▶ **Exercise instructions**: Rewrite all of the lines below, replacing "hippo tooth" with "hippo tusk" everywhere it appears and leaving everything else unchanged.
* Start Data for this task *
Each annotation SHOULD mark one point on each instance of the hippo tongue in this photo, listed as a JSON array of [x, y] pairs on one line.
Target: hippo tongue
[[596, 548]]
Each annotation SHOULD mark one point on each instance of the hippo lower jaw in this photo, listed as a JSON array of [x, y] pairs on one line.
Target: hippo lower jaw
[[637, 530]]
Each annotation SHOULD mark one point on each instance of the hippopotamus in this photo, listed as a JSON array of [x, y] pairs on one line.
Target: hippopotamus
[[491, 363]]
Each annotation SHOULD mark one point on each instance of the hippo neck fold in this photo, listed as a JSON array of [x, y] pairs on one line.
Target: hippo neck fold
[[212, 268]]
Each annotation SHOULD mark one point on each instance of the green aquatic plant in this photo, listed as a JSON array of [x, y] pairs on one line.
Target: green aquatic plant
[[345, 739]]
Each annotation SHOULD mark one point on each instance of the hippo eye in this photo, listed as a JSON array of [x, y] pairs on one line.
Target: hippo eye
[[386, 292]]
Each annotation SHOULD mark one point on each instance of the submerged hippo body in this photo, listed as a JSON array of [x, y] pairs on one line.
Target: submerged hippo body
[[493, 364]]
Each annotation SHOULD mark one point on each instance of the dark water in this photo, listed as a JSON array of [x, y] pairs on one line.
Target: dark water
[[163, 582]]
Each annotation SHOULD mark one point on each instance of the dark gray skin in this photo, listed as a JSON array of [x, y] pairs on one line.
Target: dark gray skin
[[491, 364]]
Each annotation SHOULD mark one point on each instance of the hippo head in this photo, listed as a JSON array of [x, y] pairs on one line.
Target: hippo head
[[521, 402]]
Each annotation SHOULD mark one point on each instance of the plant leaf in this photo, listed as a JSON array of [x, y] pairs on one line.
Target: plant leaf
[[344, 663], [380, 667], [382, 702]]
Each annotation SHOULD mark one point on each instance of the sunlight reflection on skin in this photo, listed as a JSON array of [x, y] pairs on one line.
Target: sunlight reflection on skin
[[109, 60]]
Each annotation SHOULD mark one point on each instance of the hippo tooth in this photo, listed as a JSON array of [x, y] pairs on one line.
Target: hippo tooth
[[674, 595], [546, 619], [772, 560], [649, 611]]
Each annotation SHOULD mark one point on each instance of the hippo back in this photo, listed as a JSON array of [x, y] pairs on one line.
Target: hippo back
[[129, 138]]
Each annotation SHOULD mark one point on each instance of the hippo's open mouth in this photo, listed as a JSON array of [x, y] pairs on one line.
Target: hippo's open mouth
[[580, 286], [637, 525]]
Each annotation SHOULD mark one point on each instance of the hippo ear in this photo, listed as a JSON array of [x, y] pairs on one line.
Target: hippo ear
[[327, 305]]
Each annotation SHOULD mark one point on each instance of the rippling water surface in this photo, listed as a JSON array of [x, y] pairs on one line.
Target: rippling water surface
* End Data for this task *
▶ **Completed task**:
Each annotation SHOULD mark one point on each instance of the hippo tongue in this photo, listed as a JSON array of [x, y] pairs on one line.
Target: hippo tongue
[[596, 548]]
Each annotation SHOULD mark one point on each instance of the hippo lower jaw in this photo, listed as a JSON array of [x, y] pairs on one line.
Target: hippo lower jaw
[[637, 530]]
Each annotation SHOULD mark one point on each instance of the hippopotamus in this photo, listed as a JSON array of [x, y] pairs on one line.
Target: hippopotamus
[[491, 363]]
Each annotation SHOULD mark one point on each instance of the hippo neck fold in this photo, listed as a JSON array of [x, y] pairs on one line.
Target: hippo neck fold
[[212, 268]]
Each annotation SHOULD mark one point on each instance of the green aquatic plant in this photo, listed as a JSON array of [x, y] pairs on one line.
Target: green aquatic plant
[[345, 739]]
Each annotation SHOULD mark one point on each instance of the hippo eye in this photo, listed as a JSON array of [x, y] pairs on one line.
Target: hippo eye
[[386, 292]]
Each annotation SHOULD mark one point on each instance of the submerged hippo body in this photo, listed as a JSON array of [x, y] pairs on one line.
Target: submerged hippo body
[[493, 364]]
Each annotation SHOULD mark one point on each instance of the dark water in this photo, listed as a JSON array of [x, y] pairs on one line.
Target: dark water
[[163, 582]]
Each annotation SHOULD mark one point on each instance of the dark gray skin in this photo, listed as a JSON array of [x, y] pairs on one line.
Target: dark gray skin
[[491, 364]]
Each annotation SHOULD mark one point on each instance of the hippo head in this photo, listed as a JSON array of [x, y] pairs on one line.
Target: hippo head
[[521, 402]]
Each annotation SHOULD mark one point on each instance of the plant leaf in this photo, listed as a JSON array of [x, y] pairs on one line.
Target: plant leaf
[[344, 663], [380, 667], [382, 702]]
Each annotation SHOULD mark one point on each instance of the sunlight reflection on skin in this photo, listed as a JSON array of [x, y] pairs on one line.
Target: sunlight reflection on skin
[[109, 60]]
Each annotation SHOULD mark one point on each instance of the hippo tusk in this photo, listed as a JSON array of [x, y] pairs on one line.
Target: hippo tusk
[[674, 595], [546, 619], [772, 560], [649, 611]]
Each annotation SHOULD mark one point on each instance of the hippo back in this photo, listed as a JSON array of [x, y] pairs on one line.
Target: hippo back
[[129, 138]]
Each annotation SHOULD mark one point on each instance of the hippo's open mouth in this photo, listed as a JSON array of [x, y] pairs on one line.
Target: hippo's open mouth
[[580, 286], [637, 525]]
Each annotation SHOULD mark one point on each instance of the hippo ear in this photo, listed as a JSON array of [x, y] pairs on one line.
Target: hippo ear
[[327, 305]]
Each annotation SHOULD mark one point on each instance of the rippling water surface in this photo, listed as a JSON array of [x, y] pairs on one line.
Target: rippling water surface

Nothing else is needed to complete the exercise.